▶ Problem statement
Please tally how many lines in the entries below contain the string "blurred", with case counting, and reply with only that number.

▶ Provided material
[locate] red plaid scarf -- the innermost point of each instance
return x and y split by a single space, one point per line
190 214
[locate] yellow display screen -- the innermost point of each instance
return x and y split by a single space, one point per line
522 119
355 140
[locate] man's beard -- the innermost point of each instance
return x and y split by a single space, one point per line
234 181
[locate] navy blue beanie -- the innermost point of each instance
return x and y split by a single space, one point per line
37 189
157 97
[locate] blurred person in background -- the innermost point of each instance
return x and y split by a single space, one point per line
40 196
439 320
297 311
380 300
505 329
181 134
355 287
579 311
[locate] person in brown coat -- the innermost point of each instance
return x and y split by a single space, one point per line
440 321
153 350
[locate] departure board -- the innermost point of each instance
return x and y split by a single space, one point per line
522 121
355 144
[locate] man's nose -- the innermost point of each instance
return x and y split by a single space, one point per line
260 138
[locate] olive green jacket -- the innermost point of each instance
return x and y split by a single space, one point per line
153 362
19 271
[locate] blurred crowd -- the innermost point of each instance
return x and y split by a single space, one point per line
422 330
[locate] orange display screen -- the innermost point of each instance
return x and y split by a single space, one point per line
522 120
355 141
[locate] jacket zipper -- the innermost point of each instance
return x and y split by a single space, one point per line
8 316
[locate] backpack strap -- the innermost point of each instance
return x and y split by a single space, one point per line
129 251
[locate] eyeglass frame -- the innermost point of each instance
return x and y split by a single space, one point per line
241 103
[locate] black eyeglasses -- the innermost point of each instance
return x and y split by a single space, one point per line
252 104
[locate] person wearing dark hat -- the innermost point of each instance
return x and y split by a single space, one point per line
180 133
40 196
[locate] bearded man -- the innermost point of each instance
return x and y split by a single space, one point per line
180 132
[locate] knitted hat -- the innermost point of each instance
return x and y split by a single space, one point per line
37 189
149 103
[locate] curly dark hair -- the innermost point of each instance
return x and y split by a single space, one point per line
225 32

* * *

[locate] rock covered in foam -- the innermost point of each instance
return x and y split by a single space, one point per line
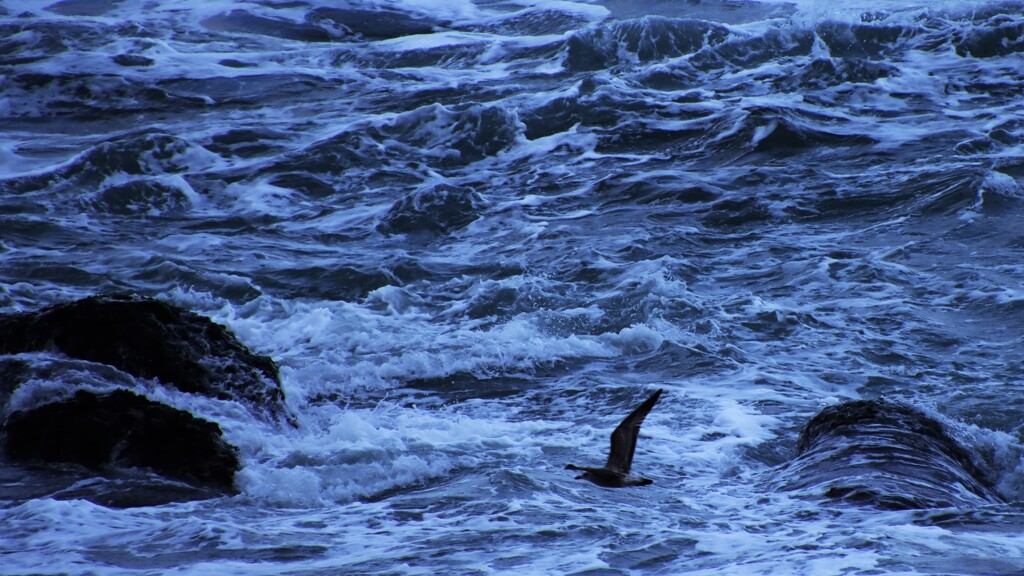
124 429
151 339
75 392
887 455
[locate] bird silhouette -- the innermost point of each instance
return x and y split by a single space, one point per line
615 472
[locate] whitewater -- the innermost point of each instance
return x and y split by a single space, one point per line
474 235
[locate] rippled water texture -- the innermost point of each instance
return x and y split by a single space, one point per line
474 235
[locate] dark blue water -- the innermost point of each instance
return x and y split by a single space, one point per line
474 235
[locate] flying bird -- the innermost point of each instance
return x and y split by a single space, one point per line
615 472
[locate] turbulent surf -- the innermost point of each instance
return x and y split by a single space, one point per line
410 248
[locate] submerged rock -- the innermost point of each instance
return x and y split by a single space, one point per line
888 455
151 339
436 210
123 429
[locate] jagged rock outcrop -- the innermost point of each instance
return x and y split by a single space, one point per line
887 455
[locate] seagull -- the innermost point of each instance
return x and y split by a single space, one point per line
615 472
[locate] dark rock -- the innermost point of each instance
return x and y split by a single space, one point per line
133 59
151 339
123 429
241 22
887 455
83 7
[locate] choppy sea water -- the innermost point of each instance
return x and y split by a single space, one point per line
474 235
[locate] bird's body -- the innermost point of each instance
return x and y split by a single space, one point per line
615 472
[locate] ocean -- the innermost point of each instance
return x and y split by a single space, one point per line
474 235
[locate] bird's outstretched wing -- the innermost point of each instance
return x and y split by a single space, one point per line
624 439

▶ Written response
2